Copy out the material below word for word, starting with the line containing "of the railway" and continuing through the final line.

Input rows →
■ ■ ■ ■ ■ ■ ■

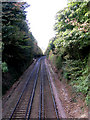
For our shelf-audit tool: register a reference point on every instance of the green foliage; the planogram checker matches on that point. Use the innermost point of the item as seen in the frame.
(19, 45)
(72, 44)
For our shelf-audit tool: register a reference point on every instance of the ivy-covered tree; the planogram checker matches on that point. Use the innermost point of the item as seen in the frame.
(72, 44)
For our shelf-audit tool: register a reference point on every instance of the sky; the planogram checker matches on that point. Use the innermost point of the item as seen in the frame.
(41, 16)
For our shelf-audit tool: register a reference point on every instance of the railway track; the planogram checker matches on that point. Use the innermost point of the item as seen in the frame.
(36, 97)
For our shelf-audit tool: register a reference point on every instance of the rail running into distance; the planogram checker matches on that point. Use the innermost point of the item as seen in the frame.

■ ■ ■ ■ ■ ■ ■

Response below →
For our shelf-audit tool: register a reference point on every instance of the railway track; the planogram checker matches on that point. Use the innermost point of the item as seen in the frame.
(36, 97)
For our shelf-audit tool: register a reference point on every instance of the rail running into distance; the planogram checker matches on that point. Use the innermost point of the item as seen in the frame.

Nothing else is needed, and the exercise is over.